* _Task brief_:
Print the rows below verbatim, beginning with the line that contains "Expected: one point per instance of the handlebar" and ending with the line that contains "Target: handlebar grip", both lines included. Omit the pictures from your output.

* _Data for this exercise_:
☆ ☆ ☆ ☆ ☆ ☆ ☆

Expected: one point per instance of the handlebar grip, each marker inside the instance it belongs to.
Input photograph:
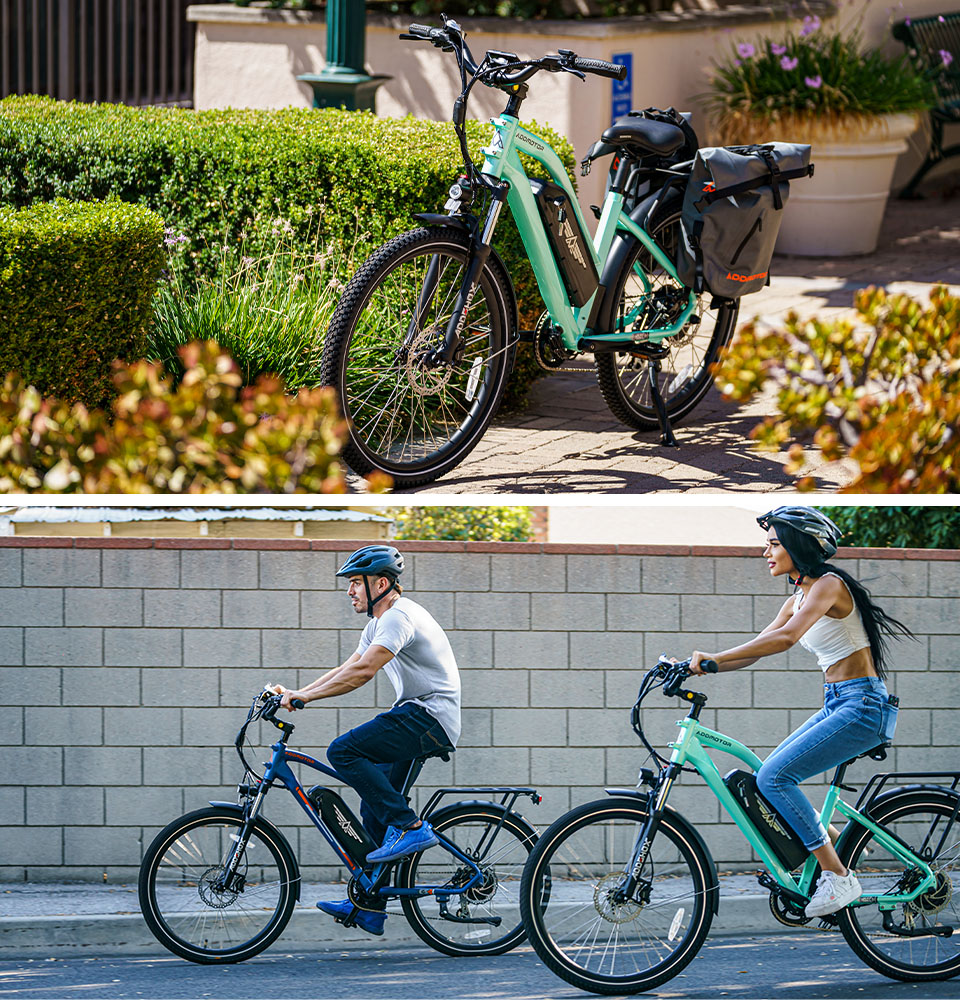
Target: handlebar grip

☆ ☆ ☆ ☆ ☆ ☆ ☆

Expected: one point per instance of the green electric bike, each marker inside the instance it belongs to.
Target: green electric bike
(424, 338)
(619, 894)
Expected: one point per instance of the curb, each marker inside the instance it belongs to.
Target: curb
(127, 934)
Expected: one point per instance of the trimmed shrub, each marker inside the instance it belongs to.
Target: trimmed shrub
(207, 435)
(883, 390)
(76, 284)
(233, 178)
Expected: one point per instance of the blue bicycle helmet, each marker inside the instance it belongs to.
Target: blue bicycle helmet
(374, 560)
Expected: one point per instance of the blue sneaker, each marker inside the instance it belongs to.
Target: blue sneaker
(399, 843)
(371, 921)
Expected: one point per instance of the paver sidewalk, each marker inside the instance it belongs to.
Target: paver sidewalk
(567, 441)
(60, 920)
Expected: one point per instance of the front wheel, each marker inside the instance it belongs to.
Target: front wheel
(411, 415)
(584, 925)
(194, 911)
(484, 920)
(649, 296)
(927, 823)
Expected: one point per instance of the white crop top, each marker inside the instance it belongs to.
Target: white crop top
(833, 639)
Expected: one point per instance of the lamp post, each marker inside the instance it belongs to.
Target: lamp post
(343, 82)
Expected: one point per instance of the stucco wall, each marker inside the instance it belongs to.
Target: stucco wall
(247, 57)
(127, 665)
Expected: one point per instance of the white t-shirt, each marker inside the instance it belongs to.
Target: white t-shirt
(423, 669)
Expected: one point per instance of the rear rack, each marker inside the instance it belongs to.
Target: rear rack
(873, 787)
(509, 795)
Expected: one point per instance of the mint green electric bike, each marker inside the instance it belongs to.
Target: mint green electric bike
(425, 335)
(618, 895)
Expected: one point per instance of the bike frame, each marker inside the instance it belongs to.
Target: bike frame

☆ ☆ ☆ ☆ ☆ ☆ ☆

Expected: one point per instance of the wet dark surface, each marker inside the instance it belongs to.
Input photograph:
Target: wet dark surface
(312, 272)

☆ ☆ ☆ ☆ ☆ ☆ ☆

* _The output_:
Expected: one point per instance of the handlebar grip, each marker inside the instance it belongs to.
Input photograph:
Target: handlebar grip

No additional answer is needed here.